(Task instructions) Reproduce verbatim the part of the records below that opens with the line containing "--target man in dark shirt" and closes with the line containing "Segment each instance of the man in", both of those lines included. Output only those lines.
# Start of Extracted material
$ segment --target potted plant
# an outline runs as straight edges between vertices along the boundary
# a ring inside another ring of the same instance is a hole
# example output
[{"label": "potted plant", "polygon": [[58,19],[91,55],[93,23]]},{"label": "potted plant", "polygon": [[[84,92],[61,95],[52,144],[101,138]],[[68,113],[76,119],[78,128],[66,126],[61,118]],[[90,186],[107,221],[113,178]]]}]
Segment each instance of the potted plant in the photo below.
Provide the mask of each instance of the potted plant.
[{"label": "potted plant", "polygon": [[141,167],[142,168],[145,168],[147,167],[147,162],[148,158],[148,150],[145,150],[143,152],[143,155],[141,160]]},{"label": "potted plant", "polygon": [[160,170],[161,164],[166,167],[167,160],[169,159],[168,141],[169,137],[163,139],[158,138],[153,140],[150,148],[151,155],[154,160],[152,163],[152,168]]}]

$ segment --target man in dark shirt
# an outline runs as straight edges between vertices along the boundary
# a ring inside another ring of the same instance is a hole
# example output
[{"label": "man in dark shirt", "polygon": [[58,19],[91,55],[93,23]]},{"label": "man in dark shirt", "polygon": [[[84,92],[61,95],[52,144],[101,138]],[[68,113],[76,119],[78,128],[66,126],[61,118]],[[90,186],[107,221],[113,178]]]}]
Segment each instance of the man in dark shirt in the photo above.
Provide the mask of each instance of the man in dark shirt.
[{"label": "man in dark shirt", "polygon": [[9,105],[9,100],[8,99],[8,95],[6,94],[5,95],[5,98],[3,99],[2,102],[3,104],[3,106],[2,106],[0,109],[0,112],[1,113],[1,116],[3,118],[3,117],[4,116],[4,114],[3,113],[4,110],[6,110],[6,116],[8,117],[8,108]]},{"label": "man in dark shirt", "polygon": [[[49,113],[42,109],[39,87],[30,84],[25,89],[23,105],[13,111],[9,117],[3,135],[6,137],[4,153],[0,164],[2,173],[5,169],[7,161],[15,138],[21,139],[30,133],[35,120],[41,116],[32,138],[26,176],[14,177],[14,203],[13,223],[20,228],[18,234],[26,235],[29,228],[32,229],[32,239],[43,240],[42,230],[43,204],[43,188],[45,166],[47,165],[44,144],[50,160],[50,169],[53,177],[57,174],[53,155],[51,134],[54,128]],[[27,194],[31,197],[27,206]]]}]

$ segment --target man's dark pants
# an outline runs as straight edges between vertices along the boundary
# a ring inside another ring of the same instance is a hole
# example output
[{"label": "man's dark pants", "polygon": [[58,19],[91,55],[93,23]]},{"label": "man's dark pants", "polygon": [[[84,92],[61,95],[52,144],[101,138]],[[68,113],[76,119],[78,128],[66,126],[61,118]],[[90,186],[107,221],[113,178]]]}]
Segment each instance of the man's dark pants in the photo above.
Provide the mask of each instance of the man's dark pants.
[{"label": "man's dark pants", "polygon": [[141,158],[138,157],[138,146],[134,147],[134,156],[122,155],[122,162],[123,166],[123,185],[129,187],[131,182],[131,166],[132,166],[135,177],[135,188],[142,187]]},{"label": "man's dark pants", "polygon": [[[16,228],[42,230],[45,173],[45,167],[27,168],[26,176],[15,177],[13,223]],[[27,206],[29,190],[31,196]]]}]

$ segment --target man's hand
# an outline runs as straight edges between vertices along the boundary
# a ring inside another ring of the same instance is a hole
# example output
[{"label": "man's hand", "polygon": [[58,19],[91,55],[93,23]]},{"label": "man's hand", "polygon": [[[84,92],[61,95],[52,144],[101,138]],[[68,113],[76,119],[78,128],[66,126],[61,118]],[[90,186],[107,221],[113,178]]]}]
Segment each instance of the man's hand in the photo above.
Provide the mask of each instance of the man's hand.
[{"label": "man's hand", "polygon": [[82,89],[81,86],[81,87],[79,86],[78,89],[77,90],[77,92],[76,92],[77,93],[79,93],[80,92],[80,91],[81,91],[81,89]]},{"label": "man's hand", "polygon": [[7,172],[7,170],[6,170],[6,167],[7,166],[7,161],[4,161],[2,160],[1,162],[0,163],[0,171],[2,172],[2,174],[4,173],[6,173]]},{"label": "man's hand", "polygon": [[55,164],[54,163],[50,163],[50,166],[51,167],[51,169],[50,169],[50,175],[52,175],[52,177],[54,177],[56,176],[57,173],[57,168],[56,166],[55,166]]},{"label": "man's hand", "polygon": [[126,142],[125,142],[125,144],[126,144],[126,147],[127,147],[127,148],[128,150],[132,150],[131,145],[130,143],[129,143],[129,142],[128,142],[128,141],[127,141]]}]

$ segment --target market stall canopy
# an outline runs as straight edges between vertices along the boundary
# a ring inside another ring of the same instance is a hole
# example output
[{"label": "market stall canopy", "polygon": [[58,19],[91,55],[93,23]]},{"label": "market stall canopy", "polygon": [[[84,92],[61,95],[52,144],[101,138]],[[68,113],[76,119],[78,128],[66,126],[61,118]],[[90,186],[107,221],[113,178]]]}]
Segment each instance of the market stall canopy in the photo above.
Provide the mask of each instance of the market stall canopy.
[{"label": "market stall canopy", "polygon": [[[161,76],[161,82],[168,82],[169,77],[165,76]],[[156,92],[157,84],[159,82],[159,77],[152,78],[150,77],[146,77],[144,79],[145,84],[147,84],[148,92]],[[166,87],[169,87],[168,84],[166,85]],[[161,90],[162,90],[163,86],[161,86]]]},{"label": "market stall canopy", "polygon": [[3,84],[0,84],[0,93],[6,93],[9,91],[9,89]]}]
# End of Extracted material
(The reply)
$ segment --target man in dark shirt
# an outline runs as straight edges between vertices along the boundary
# a ring inside another ring of the same instance is a hole
# example output
[{"label": "man in dark shirt", "polygon": [[58,19],[91,55],[93,23]]},{"label": "man in dark shirt", "polygon": [[[84,92],[61,95],[52,144],[101,138]],[[68,113],[76,119],[78,128],[66,126],[61,118]],[[90,186],[107,221],[113,178]]]}]
Segment each instance of the man in dark shirt in the photo above.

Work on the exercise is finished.